● **What this task involves**:
Reproduce word for word the lines between those holding "<point>324,78</point>" and "Give a dot for each instance of the hazy", inclusive, and nothing else from the data below.

● **Records for this exercise**:

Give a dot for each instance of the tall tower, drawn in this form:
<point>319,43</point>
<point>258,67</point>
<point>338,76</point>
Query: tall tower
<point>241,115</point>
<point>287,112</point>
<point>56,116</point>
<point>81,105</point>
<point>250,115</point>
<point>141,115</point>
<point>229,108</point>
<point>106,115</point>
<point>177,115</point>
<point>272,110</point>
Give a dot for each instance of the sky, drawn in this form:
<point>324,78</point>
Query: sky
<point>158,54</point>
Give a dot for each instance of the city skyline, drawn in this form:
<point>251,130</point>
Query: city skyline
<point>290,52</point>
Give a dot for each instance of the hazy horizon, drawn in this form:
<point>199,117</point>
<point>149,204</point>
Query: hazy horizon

● **Response to the task**:
<point>324,78</point>
Query: sky
<point>158,54</point>
Give a dot for each instance of the city skyline, drawn in this form:
<point>251,130</point>
Query: city skyline
<point>290,52</point>
Give a dot for each instance of the hazy horizon, drawn in this form:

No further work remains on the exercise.